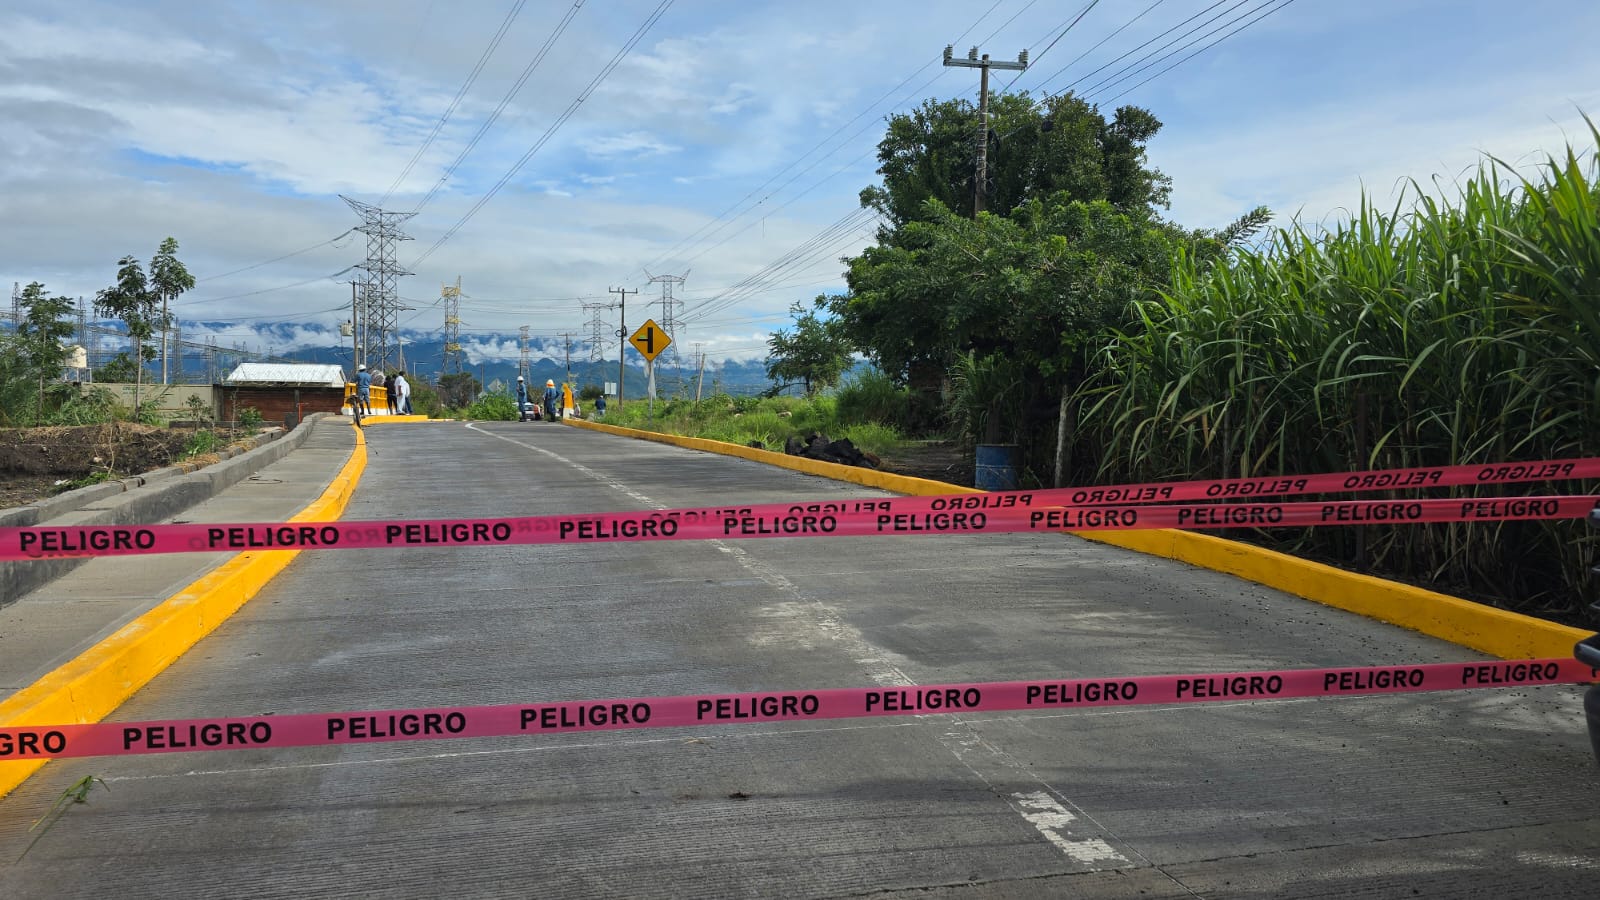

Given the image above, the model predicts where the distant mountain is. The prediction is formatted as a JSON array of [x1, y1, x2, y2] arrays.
[[292, 336, 776, 399], [45, 318, 786, 397]]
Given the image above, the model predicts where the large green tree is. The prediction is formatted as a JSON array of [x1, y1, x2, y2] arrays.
[[0, 282, 77, 425], [16, 282, 76, 378], [95, 255, 161, 410], [766, 300, 854, 396], [149, 237, 195, 384], [860, 92, 1172, 232]]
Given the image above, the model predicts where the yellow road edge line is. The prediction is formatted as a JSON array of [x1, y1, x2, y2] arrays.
[[567, 417, 1588, 660], [0, 424, 369, 800]]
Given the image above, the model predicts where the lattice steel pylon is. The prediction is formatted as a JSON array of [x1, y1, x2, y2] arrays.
[[582, 302, 611, 364], [646, 270, 687, 382], [441, 277, 463, 376], [341, 195, 416, 372], [518, 325, 531, 383]]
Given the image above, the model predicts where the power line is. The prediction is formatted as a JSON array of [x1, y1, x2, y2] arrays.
[[630, 1, 1010, 281], [176, 267, 358, 306], [413, 0, 673, 266], [1001, 0, 1100, 91], [412, 1, 586, 213], [1041, 0, 1231, 97], [1078, 0, 1261, 101], [1024, 0, 1166, 96], [380, 0, 529, 206], [195, 230, 356, 283], [1096, 0, 1294, 104]]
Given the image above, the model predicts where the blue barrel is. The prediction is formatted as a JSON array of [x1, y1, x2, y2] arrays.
[[974, 444, 1019, 491]]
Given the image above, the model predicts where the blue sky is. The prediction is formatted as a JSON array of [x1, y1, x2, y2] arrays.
[[2, 0, 1597, 365]]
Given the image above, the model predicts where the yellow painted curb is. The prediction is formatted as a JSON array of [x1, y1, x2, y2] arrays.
[[565, 417, 965, 495], [0, 424, 368, 800], [361, 415, 432, 424], [567, 418, 1589, 661]]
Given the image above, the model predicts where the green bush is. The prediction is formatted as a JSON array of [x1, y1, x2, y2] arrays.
[[46, 387, 119, 426], [183, 429, 220, 456], [237, 406, 264, 429], [464, 392, 519, 421], [836, 368, 910, 429], [838, 422, 901, 455]]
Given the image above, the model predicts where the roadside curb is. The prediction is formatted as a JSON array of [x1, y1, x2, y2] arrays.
[[0, 416, 328, 607], [565, 417, 1589, 660], [0, 423, 367, 800]]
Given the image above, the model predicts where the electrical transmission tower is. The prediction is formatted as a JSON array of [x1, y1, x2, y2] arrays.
[[582, 301, 612, 387], [519, 325, 531, 383], [441, 277, 464, 376], [341, 195, 416, 372], [9, 282, 19, 325], [646, 270, 687, 389]]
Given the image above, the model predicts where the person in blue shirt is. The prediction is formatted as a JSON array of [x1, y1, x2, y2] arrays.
[[543, 379, 559, 421], [595, 392, 607, 418], [355, 364, 372, 416], [515, 375, 531, 420]]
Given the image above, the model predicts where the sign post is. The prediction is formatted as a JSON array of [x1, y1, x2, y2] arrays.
[[628, 319, 672, 422]]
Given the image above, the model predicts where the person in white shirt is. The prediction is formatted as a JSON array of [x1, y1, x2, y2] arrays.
[[394, 373, 412, 415]]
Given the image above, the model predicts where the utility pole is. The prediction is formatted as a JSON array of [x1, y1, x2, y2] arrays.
[[559, 332, 577, 389], [609, 286, 636, 409], [693, 342, 706, 403], [942, 45, 1027, 217]]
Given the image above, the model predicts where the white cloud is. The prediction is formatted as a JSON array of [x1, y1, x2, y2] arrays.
[[582, 130, 680, 158]]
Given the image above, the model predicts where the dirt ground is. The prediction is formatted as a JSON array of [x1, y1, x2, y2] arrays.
[[0, 424, 241, 509]]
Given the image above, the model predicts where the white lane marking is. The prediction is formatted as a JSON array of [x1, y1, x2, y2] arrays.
[[1011, 790, 1125, 865], [466, 422, 1131, 868]]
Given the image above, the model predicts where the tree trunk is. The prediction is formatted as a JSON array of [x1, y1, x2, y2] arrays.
[[1054, 391, 1073, 488], [133, 335, 143, 416]]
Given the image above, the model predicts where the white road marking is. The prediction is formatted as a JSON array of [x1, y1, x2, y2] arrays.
[[465, 422, 1131, 868]]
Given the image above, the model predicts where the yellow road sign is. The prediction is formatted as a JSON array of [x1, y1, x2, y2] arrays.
[[629, 318, 672, 362]]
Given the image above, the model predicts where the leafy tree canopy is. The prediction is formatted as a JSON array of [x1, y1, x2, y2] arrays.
[[829, 195, 1177, 385], [766, 300, 855, 396], [860, 92, 1172, 234]]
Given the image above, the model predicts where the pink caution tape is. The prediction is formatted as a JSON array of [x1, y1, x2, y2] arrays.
[[2, 658, 1593, 761], [2, 493, 1596, 562]]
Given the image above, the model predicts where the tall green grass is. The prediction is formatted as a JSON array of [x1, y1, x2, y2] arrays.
[[1076, 127, 1600, 621], [605, 391, 905, 455]]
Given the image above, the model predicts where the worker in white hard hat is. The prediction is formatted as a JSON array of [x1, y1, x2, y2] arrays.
[[543, 378, 559, 421], [354, 364, 372, 416], [515, 375, 531, 420]]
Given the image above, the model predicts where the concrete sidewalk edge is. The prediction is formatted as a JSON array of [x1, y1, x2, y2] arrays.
[[566, 417, 1589, 661], [0, 415, 331, 606], [0, 424, 368, 800]]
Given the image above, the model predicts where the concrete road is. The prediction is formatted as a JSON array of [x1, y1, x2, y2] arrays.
[[2, 421, 1597, 898]]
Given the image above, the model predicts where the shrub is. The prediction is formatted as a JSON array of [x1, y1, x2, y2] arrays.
[[836, 368, 910, 429], [237, 406, 264, 430], [464, 392, 519, 421]]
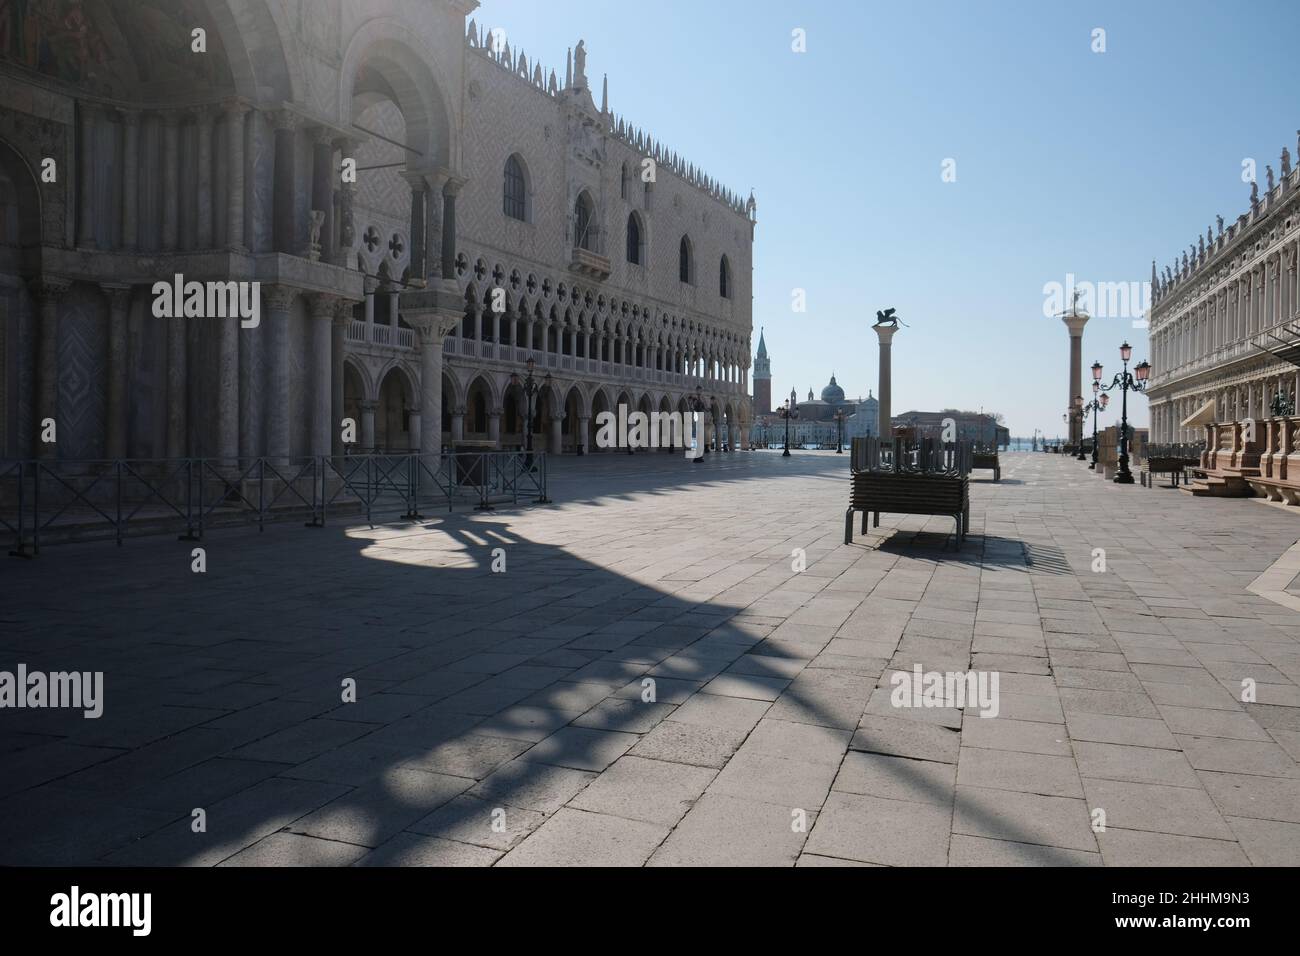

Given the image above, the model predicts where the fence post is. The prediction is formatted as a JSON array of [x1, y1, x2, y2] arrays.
[[115, 459, 123, 547]]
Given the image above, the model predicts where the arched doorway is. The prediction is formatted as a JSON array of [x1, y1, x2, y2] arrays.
[[376, 366, 413, 451], [590, 388, 612, 451]]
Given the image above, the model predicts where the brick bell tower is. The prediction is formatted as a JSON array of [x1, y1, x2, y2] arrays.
[[753, 327, 772, 416]]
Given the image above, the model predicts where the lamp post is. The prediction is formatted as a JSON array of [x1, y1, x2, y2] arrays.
[[1073, 395, 1087, 460], [833, 408, 847, 454], [1081, 379, 1109, 470], [688, 386, 708, 463], [1095, 343, 1150, 484], [778, 387, 799, 458], [509, 357, 551, 464]]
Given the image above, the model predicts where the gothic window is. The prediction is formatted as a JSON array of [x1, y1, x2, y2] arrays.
[[679, 235, 694, 284], [626, 213, 643, 265], [503, 154, 527, 221], [620, 163, 629, 200], [719, 255, 731, 298], [575, 192, 595, 251]]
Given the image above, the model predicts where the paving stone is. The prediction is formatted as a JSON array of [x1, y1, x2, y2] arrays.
[[1225, 816, 1300, 866], [804, 792, 951, 865], [832, 751, 956, 806], [355, 832, 502, 866], [851, 715, 960, 763], [1175, 735, 1300, 777], [498, 808, 669, 866], [571, 698, 676, 734], [630, 720, 750, 769], [1072, 742, 1201, 788], [959, 717, 1071, 756], [520, 726, 638, 773], [953, 786, 1097, 852], [957, 747, 1083, 798], [949, 834, 1101, 866], [1063, 712, 1180, 750], [469, 758, 596, 813], [649, 793, 811, 866], [569, 755, 715, 826], [287, 768, 473, 847], [1198, 771, 1300, 823], [218, 833, 368, 867], [1095, 828, 1250, 867], [1081, 778, 1235, 839], [407, 794, 545, 851]]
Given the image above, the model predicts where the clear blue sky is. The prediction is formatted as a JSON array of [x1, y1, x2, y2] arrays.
[[475, 0, 1299, 438]]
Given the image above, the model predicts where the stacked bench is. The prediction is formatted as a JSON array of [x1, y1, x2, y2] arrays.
[[971, 451, 1000, 482], [845, 472, 969, 547]]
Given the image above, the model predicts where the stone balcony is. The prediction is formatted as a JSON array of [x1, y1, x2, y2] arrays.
[[346, 319, 416, 351], [569, 246, 612, 281]]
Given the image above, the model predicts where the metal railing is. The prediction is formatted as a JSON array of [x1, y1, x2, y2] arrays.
[[0, 451, 548, 557]]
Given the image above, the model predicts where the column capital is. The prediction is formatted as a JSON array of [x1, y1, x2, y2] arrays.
[[265, 285, 298, 312], [221, 97, 251, 118], [189, 103, 217, 124], [157, 109, 184, 128], [441, 174, 468, 198], [310, 123, 337, 146], [271, 109, 300, 132], [117, 107, 142, 127], [28, 276, 71, 301], [358, 399, 379, 412], [100, 282, 133, 309], [308, 292, 339, 319], [333, 298, 359, 323]]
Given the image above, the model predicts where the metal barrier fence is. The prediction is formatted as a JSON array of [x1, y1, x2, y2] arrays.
[[1142, 442, 1205, 459], [0, 451, 548, 557], [849, 437, 974, 476]]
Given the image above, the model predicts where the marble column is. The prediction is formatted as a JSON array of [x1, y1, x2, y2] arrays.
[[331, 302, 350, 457], [29, 279, 69, 459], [264, 286, 296, 464], [406, 172, 428, 284], [311, 127, 335, 265], [272, 111, 298, 255], [1062, 307, 1089, 449], [239, 296, 263, 460], [550, 417, 563, 455], [359, 400, 377, 451], [488, 409, 502, 448], [416, 326, 444, 455], [161, 111, 180, 251], [309, 295, 334, 458], [451, 408, 465, 443], [225, 100, 248, 252], [77, 103, 98, 248], [388, 289, 400, 327], [190, 106, 213, 249], [335, 136, 357, 267], [102, 284, 131, 460], [165, 300, 187, 459], [364, 277, 376, 325], [441, 179, 462, 280], [217, 296, 239, 462], [874, 322, 897, 438], [120, 110, 140, 251]]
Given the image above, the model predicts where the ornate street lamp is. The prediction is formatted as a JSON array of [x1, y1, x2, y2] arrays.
[[1081, 378, 1109, 470], [1095, 343, 1150, 484], [1073, 395, 1088, 460], [833, 409, 847, 454], [688, 386, 708, 463], [777, 387, 799, 458], [509, 357, 552, 463]]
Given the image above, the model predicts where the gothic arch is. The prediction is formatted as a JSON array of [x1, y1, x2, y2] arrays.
[[338, 19, 456, 171]]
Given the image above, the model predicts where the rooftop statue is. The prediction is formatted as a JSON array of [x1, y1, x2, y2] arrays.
[[874, 307, 901, 327]]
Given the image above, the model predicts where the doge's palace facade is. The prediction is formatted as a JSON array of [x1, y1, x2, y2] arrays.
[[1147, 134, 1300, 444], [0, 0, 754, 464]]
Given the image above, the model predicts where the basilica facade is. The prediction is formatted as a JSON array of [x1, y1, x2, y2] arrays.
[[0, 0, 755, 464]]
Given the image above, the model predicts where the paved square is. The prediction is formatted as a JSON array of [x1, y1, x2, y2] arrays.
[[2, 451, 1299, 866]]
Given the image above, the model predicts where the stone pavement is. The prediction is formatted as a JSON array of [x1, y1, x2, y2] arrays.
[[1, 451, 1298, 866]]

________________________________________

Requirement
Write out exactly the final stretch of the records: the line containing "Given the image above, the model predicts where the rooftop" and every line after it, through the last, and nothing else.

Solution for this task
Given the image above, the model predicts where the rooftop statue is. The prediction is formatted as a JSON array of [x1, y1, x2, y2] arrays.
[[874, 307, 901, 327]]
Given the image above, the model predicts where the doge's palace facade is. The prediction is formatted as a JSON array of [x1, y1, x2, y2] arrays.
[[1147, 134, 1300, 444], [0, 0, 754, 464]]
Given the image above, the model predicts where the basilica facade is. The prediction is formatted as a JSON array of [x1, y1, x2, y2] arrays.
[[0, 0, 755, 464]]
Given the image above, the model predicts where the paved square is. The prediction is formatted as a JSON array of [x1, y1, x2, y2] arrays.
[[2, 451, 1299, 866]]
Given the image above, the model predicts where the stone pavement is. The prediction is formatted as a JSON array of [x1, y1, x2, y2] arrays.
[[1, 451, 1298, 866]]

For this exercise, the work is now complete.